_Instructions to follow:_ Would you copy all lines in the data that contain the word "cholla"?

#####

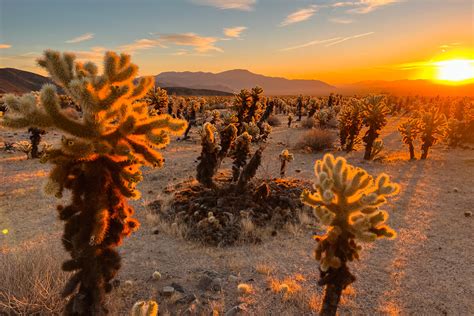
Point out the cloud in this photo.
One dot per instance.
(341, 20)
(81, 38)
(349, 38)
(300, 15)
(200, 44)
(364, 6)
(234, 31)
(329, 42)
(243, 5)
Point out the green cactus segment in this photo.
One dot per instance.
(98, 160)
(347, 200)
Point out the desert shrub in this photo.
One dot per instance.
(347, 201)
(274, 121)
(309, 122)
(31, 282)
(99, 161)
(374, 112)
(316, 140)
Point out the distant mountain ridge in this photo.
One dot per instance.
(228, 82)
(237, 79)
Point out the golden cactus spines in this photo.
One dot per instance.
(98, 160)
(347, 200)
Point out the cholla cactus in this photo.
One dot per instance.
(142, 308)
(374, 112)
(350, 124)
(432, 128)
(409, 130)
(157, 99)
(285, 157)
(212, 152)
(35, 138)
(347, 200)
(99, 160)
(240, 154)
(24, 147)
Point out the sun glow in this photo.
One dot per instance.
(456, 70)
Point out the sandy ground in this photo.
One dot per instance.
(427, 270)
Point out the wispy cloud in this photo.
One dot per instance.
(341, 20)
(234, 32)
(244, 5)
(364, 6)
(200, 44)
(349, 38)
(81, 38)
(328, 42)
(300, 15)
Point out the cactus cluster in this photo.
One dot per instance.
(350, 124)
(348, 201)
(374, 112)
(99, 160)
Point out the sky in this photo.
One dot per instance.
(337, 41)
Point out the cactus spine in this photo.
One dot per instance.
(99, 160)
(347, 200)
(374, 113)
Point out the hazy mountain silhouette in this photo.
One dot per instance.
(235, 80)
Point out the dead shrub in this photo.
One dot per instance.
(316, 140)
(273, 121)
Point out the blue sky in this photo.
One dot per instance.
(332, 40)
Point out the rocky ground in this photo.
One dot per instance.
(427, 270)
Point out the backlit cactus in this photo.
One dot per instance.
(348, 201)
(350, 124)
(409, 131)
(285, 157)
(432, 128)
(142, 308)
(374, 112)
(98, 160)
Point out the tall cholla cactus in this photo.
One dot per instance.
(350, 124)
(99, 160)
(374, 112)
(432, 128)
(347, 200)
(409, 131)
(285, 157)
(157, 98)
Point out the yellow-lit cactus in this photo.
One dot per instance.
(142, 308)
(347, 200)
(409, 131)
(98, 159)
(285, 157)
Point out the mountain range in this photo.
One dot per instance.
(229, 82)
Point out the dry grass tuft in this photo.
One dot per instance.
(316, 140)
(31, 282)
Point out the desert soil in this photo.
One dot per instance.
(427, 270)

#####

_Response to this task:_
Point out the cholla cactus in this photo.
Point out the tall cholla cactus in this photo.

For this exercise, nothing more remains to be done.